◆ Work request
Set down every entry again exactly as it stands below.

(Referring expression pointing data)

━━━━━━

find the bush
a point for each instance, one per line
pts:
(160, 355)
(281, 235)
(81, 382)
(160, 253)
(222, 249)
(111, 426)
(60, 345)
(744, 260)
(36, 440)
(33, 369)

━━━━━━

◆ Exercise response
find the bush
a point for each instance, one per line
pts:
(160, 355)
(281, 235)
(81, 382)
(160, 253)
(222, 249)
(111, 426)
(60, 345)
(744, 260)
(36, 440)
(33, 369)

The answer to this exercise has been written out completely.